#### YOUR INSTRUCTIONS:
Please display every line of the data below that contains the string "step", treating uppercase and lowercase as different.

#### DATA RECORDS:
-=-=-=-=-
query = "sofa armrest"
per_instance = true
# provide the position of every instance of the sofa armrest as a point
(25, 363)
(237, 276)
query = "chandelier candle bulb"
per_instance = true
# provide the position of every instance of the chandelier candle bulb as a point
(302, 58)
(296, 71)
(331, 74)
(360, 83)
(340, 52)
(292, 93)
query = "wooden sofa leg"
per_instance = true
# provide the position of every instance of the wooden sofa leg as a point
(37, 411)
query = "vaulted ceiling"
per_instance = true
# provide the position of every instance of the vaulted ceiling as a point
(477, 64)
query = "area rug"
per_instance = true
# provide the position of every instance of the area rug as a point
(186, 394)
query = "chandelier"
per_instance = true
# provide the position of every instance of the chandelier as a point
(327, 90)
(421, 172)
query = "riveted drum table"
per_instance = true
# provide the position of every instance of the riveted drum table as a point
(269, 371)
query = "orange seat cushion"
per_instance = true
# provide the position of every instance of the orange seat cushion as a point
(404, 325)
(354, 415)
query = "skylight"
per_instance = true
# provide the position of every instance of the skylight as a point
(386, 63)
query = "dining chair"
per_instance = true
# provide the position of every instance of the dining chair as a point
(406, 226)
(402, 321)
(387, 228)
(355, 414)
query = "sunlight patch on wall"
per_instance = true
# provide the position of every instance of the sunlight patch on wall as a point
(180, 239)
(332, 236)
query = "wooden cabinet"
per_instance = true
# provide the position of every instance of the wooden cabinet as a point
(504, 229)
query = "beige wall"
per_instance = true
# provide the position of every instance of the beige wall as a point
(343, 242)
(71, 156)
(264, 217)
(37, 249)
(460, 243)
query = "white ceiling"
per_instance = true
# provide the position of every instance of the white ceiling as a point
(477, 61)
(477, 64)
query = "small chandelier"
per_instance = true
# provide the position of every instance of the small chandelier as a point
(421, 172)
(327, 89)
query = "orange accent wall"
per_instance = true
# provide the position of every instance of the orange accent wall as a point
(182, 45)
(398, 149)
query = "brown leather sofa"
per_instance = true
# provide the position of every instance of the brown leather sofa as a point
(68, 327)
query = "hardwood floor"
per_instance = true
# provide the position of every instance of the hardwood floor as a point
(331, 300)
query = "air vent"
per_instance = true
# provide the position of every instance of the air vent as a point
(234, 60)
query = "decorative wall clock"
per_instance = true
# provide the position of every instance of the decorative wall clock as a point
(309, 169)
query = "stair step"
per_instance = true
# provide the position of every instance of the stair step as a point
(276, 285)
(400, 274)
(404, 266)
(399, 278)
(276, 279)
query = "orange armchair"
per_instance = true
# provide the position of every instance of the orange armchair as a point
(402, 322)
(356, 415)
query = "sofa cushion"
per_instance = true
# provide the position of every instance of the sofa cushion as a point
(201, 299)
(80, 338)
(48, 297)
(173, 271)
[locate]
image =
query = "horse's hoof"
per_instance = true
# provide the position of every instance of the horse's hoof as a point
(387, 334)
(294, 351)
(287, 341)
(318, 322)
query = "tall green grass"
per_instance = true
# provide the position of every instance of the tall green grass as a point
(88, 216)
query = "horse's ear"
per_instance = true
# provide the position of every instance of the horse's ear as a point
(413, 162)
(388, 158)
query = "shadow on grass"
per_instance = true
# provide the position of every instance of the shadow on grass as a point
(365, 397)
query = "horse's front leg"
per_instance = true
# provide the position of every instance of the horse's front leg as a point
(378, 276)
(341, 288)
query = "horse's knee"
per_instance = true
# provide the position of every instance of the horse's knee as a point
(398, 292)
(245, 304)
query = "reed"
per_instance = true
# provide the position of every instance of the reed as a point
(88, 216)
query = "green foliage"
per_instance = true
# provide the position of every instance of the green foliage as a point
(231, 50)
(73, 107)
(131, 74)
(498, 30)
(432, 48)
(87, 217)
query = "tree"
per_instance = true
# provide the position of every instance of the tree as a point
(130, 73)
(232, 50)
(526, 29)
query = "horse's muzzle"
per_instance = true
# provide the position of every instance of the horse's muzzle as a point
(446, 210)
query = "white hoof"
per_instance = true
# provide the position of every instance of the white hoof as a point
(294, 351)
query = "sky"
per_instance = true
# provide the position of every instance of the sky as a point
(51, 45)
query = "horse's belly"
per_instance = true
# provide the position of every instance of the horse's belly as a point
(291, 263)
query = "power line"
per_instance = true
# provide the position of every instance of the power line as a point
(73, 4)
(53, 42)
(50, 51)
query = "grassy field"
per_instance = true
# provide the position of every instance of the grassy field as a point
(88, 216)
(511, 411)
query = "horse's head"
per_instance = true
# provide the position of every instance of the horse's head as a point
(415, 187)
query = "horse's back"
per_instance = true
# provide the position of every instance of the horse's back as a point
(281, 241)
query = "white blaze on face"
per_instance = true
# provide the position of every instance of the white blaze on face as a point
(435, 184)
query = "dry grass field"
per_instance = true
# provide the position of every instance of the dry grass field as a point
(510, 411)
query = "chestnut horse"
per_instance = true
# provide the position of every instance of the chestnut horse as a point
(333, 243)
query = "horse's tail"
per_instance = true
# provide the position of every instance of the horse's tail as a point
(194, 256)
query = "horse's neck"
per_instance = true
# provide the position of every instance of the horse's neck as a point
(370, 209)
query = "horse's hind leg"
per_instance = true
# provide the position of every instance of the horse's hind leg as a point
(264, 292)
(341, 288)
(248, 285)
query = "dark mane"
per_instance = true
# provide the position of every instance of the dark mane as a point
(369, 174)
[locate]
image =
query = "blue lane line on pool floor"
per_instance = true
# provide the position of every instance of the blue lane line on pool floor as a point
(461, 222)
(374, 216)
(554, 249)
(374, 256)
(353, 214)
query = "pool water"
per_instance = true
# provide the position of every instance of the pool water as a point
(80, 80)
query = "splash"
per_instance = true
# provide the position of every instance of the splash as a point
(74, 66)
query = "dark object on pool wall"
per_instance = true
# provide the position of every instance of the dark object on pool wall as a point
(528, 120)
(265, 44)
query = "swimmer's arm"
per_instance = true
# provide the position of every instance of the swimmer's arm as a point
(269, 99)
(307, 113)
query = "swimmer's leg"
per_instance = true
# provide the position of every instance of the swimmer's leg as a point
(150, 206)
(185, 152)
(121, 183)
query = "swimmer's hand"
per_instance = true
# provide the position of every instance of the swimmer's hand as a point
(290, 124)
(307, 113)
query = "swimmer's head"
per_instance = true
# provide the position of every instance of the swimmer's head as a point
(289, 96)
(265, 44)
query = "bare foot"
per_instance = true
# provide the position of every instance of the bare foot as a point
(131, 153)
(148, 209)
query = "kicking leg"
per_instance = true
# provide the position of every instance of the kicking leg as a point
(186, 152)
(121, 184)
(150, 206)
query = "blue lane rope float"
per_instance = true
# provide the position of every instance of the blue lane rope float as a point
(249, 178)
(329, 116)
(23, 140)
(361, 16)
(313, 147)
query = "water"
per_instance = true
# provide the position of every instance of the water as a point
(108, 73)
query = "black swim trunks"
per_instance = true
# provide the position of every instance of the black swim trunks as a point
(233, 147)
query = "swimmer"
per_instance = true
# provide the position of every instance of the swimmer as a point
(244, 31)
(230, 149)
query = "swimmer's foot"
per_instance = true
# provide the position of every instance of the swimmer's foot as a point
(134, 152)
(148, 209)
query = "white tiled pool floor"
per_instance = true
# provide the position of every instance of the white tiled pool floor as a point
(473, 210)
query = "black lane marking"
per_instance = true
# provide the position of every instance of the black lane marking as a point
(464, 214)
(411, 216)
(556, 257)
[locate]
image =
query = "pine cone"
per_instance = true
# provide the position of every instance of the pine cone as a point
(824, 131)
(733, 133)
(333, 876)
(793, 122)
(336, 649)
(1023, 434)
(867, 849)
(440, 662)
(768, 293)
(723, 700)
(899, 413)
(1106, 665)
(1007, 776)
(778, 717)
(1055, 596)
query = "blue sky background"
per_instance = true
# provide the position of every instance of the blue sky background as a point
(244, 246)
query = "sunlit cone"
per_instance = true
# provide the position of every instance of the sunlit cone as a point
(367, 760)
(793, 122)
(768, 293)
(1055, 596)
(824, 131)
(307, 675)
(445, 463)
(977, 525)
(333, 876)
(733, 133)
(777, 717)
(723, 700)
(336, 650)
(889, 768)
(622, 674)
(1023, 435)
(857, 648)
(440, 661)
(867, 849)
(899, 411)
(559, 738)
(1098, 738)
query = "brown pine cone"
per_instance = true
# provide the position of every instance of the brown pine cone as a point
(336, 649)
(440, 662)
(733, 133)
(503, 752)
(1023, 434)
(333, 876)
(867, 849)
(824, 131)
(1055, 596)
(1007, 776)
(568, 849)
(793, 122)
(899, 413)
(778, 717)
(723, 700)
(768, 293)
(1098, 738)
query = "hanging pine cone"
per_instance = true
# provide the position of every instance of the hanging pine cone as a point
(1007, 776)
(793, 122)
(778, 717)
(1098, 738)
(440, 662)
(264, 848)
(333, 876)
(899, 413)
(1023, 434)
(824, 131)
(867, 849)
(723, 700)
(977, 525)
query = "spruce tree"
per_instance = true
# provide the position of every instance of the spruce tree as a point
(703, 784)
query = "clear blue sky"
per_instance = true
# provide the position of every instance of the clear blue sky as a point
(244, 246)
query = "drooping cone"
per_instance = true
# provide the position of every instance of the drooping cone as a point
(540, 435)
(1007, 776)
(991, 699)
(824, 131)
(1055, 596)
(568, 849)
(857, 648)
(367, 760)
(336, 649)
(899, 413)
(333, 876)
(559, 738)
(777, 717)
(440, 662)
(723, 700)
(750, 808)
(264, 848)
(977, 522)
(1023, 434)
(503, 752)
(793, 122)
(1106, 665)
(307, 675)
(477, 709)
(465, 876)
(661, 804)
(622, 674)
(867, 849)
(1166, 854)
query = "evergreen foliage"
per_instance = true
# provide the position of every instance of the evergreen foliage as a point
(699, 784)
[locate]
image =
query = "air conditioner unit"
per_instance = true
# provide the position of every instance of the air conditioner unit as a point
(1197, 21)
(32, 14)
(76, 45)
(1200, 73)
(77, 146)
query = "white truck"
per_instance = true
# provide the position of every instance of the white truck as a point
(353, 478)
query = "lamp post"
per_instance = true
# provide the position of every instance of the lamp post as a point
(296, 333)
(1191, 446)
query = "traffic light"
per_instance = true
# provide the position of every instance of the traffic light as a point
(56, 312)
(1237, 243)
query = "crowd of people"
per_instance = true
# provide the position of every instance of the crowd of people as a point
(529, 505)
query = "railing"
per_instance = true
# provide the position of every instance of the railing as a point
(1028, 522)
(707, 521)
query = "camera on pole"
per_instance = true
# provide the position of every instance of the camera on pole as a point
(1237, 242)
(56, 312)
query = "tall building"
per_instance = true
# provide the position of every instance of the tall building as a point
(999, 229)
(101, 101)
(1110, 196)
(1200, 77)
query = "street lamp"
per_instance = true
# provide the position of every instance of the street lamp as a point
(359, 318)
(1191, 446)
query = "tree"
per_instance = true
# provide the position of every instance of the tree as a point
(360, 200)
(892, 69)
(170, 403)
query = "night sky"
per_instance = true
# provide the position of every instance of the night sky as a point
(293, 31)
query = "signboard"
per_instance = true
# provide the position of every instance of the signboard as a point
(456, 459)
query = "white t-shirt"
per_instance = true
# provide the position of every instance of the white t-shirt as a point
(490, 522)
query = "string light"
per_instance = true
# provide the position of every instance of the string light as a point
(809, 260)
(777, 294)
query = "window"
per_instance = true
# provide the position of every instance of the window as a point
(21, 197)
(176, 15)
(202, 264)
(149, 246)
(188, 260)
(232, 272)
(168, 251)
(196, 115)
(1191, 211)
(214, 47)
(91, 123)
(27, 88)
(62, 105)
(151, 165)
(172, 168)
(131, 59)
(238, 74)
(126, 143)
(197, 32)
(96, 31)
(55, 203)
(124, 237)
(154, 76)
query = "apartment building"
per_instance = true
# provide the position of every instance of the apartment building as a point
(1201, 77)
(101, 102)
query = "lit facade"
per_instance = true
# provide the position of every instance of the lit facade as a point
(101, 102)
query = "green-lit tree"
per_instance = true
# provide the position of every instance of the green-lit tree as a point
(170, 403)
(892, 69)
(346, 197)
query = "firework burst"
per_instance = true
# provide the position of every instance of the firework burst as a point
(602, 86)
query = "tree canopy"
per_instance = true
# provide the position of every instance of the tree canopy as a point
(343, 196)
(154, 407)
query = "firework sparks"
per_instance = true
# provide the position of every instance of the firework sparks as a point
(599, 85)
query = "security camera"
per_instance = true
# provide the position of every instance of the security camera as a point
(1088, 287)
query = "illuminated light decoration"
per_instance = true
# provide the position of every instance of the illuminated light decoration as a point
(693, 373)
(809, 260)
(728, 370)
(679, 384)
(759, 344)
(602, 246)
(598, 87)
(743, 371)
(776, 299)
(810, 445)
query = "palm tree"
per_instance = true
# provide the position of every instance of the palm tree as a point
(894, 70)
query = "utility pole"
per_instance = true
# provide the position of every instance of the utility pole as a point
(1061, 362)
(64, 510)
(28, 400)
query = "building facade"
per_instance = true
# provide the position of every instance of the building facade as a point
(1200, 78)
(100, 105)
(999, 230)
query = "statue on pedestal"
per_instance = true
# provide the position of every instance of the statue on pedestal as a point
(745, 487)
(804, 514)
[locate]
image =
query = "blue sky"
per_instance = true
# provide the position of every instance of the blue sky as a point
-=-=-=-=-
#### RESULT OF THE TASK:
query = "stair step"
# provide the position of every instance of the stair step as a point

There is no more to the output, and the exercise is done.